◆ TASK TO COMPLETE
Copy the records from the line containing "form (238, 530)." through the end of the records, substituting "evaluation" for every "benchmark" and changing nothing else. Give only those lines.

◆ RECORDS PROVIDED
--
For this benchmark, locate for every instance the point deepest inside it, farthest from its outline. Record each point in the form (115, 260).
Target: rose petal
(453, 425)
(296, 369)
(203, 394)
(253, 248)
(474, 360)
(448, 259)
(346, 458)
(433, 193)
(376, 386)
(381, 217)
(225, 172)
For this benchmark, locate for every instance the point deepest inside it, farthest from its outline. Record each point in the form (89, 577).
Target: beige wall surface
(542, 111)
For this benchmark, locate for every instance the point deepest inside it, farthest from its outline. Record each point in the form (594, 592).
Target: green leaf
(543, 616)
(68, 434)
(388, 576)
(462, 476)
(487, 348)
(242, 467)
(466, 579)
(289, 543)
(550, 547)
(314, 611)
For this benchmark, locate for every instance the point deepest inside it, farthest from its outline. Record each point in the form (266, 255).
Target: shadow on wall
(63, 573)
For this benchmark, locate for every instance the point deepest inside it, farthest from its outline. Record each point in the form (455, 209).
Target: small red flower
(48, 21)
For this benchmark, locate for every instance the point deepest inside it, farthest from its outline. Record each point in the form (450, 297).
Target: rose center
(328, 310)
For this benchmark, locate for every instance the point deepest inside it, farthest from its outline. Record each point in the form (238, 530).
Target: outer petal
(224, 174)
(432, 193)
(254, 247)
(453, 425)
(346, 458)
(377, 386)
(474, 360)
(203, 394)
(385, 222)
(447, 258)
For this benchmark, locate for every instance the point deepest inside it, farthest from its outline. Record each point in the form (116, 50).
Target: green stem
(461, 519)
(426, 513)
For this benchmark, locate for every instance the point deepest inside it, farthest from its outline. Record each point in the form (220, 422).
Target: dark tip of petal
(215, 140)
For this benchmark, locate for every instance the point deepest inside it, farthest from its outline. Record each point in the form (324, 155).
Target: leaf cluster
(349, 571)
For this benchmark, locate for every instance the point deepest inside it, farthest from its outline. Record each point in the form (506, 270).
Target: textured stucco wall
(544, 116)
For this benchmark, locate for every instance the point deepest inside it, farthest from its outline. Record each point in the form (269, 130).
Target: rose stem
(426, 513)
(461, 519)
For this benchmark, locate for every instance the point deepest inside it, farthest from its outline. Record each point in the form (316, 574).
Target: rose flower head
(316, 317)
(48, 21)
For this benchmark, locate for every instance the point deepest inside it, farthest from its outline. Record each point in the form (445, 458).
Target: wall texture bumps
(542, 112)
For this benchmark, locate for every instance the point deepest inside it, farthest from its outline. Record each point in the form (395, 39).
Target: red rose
--
◆ SOLUTION FOR THIS EXERCISE
For this evaluation, locate for every instance the point deepest inside it, farthest from its outline. Record each point in the form (238, 530).
Target: outer petal
(224, 174)
(432, 193)
(254, 247)
(453, 425)
(346, 458)
(377, 386)
(474, 360)
(203, 394)
(385, 222)
(447, 258)
For this evaluation, locate for every instance the point deepest inside it, farthest from its outline. Record each point in the form (116, 50).
Target: green stem
(461, 519)
(426, 513)
For this evaluation, locate for every instance the point deepest inside it, farthest from its outline. Record each point in the form (220, 422).
Target: dark tip of petal
(215, 140)
For this evaluation, locate for every instance the point deepest inside it, farthest from its outline. Record each point in the form (324, 155).
Target: leaf cluster
(349, 571)
For this evaluation, locate for every instance the point deepest inside it, farthest from its outline. Record each point in the form (506, 270).
Target: textured stucco wall
(544, 116)
For this evaluation, locate for every instance the point deepest inside it, farthest from its outline. Record each point in the form (269, 130).
Target: rose stem
(426, 513)
(461, 519)
For this evaluation, locate for every instance the point deepest inside it, farthest from its outline. Record each point in the form (316, 574).
Target: rose flower head
(316, 317)
(48, 21)
For this evaluation, locate for every instance the point deepest inside it, farthest from its outline. Record each point in the form (445, 458).
Target: wall texture bumps
(542, 112)
For this evaluation, locate for every instance the point deepest inside it, farthest from its outline. Record each point in the form (395, 39).
Target: red rose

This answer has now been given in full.